■ **Exercise instructions**
Rewrite the lines that run from the one containing "driveway -> one" through the end of the entries, keeping every line of that stretch and offsetting each coordinate in the answers by adding 136.

■ **The input**
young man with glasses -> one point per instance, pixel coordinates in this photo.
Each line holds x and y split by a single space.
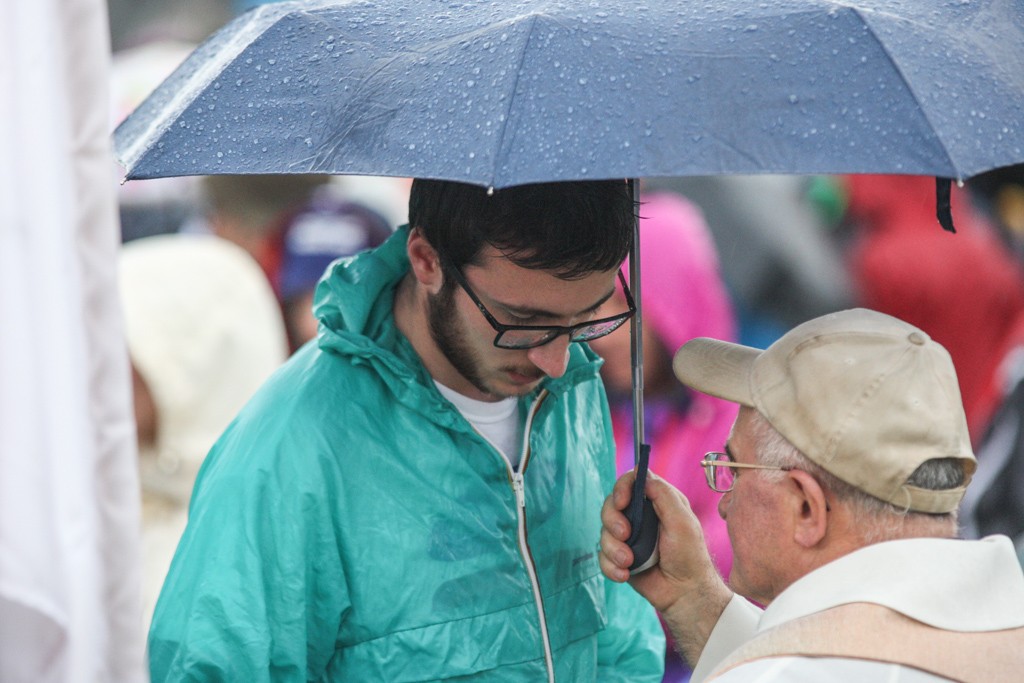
416 496
840 485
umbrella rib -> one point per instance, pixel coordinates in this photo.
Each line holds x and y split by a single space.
924 112
499 161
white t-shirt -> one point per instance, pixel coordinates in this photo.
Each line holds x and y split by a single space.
496 421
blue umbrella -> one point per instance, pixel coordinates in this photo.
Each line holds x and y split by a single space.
504 93
501 93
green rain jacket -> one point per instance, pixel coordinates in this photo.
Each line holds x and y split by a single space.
351 525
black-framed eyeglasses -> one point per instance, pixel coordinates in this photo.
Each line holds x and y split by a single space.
721 471
530 336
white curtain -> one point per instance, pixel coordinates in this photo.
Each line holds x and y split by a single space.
69 492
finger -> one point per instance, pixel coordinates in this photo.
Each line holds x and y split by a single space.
613 520
623 492
614 558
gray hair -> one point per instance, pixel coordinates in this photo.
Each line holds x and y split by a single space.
877 519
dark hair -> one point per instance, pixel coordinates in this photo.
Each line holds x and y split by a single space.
571 228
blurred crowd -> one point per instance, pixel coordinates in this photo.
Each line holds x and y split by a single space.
218 273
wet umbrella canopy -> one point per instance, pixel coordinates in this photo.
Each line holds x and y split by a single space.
501 93
511 92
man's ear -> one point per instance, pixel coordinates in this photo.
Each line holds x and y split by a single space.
810 509
424 261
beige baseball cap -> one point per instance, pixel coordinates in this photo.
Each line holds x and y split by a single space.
863 394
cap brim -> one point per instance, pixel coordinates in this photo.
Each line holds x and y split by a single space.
717 368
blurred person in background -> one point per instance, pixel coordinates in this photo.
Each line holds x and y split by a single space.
782 266
313 237
249 209
683 297
204 331
967 291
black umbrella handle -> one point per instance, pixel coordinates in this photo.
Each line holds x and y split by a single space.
644 525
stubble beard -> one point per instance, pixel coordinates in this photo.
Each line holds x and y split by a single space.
450 338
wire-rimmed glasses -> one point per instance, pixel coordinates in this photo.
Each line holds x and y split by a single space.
721 470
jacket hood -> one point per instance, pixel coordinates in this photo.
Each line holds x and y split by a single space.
353 303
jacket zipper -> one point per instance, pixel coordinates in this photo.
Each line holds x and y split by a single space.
518 486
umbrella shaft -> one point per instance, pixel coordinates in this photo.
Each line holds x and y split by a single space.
636 333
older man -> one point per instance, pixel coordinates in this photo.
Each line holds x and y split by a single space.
841 481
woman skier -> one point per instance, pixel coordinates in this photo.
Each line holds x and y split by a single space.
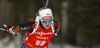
39 31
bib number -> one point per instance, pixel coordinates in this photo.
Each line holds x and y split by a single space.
41 43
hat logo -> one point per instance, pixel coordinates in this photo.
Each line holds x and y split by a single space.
47 13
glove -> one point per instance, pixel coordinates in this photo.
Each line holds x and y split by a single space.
9 28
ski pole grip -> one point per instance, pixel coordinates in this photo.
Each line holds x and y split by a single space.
15 34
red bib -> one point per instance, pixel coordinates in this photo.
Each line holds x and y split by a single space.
40 38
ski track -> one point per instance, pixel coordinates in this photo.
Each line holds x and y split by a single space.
16 43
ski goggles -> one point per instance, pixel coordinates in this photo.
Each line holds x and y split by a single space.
45 21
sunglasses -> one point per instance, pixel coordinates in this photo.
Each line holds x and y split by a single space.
45 21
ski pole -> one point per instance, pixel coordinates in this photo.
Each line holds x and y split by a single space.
7 31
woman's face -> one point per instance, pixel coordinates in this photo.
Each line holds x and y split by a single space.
46 25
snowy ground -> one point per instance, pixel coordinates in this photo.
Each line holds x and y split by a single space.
16 42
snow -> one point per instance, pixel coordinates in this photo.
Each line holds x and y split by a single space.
16 43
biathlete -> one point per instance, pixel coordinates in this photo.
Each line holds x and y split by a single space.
39 31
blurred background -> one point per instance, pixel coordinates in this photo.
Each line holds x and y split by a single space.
79 21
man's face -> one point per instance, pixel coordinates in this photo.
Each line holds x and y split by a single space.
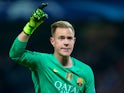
63 41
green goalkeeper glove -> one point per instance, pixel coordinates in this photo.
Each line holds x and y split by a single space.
36 19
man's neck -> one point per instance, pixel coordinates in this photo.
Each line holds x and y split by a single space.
65 61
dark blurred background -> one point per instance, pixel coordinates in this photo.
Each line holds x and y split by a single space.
99 26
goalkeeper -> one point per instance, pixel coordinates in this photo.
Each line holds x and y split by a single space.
57 72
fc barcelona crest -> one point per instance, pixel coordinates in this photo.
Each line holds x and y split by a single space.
80 81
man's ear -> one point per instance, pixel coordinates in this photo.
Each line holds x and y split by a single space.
52 41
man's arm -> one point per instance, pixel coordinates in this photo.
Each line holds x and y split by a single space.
23 37
17 51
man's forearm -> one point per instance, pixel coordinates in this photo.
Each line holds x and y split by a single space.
23 37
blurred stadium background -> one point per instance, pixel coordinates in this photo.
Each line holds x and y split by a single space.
99 26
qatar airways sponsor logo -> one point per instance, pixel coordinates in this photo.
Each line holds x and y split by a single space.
65 88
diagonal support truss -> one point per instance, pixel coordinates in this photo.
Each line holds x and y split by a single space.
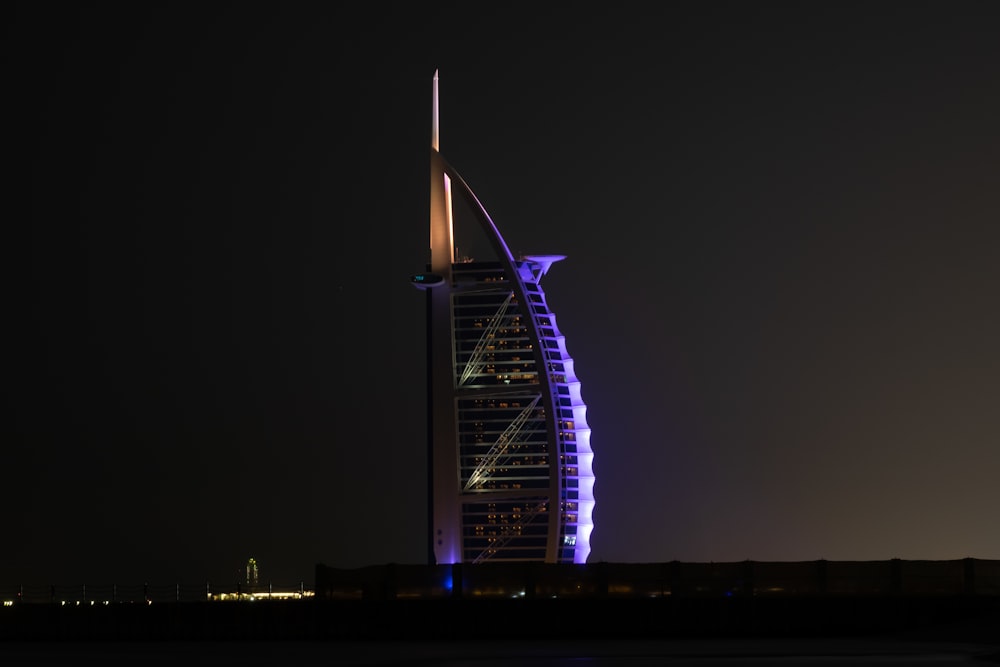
509 532
475 364
499 448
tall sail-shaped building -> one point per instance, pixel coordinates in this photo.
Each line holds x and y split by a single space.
510 464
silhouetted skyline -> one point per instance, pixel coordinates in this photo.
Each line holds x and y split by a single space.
780 223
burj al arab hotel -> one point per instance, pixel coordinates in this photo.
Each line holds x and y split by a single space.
510 465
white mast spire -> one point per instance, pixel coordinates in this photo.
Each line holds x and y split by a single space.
434 117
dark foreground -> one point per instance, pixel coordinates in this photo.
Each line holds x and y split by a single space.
497 632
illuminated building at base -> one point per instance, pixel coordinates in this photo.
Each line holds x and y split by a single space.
510 464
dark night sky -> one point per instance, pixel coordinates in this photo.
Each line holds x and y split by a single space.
781 229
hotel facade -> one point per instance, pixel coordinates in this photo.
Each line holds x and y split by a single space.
510 464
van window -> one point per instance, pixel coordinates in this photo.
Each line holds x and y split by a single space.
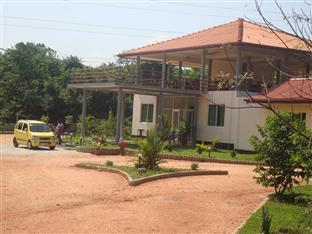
25 127
19 127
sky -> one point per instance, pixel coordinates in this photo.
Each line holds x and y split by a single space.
97 30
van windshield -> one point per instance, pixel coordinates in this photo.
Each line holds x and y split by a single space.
39 128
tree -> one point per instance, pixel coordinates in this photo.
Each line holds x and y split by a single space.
286 154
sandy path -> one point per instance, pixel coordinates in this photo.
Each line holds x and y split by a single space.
42 193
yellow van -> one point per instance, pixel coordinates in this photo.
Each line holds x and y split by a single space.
33 134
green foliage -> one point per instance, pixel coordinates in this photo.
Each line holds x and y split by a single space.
44 119
109 163
69 120
142 170
266 221
201 148
288 155
215 141
150 148
164 127
194 166
233 153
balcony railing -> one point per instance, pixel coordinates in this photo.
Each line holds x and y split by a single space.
152 79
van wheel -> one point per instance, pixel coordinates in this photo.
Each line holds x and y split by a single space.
29 145
15 142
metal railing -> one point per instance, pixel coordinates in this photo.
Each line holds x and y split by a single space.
150 78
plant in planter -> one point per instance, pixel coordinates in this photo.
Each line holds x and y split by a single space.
122 146
183 131
201 148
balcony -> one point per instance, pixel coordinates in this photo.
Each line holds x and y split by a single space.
149 81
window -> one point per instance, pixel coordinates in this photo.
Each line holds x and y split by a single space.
216 115
19 127
147 113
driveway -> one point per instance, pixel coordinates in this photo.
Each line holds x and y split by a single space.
42 192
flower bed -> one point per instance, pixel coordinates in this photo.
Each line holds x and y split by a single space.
99 151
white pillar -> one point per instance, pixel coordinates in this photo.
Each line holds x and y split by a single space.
84 111
163 74
202 72
138 70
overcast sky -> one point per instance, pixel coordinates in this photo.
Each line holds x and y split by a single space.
96 31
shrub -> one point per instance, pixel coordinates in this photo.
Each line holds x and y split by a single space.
287 154
266 221
233 153
201 148
215 141
109 163
141 170
194 166
150 149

■ **In response**
driveway -> one point per instance, pixel coordinates in this photo.
Each line holds x and y split by a single space.
178 328
flower bed -> one point per instance, pixel coordinates in this photo.
Each line holds x and y split by a single space.
235 287
white pillar -> one point per instance, pixel coordinates in this photo.
Each line holds x and y split by a single space.
220 247
299 210
338 208
274 206
overcast sky -> one point per instance, pixel coordinates in this photo.
Each line holds x and y split by a single space.
232 167
shrub -> one point per instance, pixel coordinates in this photo.
Each line holds x and y split by a single space.
423 290
402 357
369 289
337 284
351 277
245 299
277 306
330 302
286 285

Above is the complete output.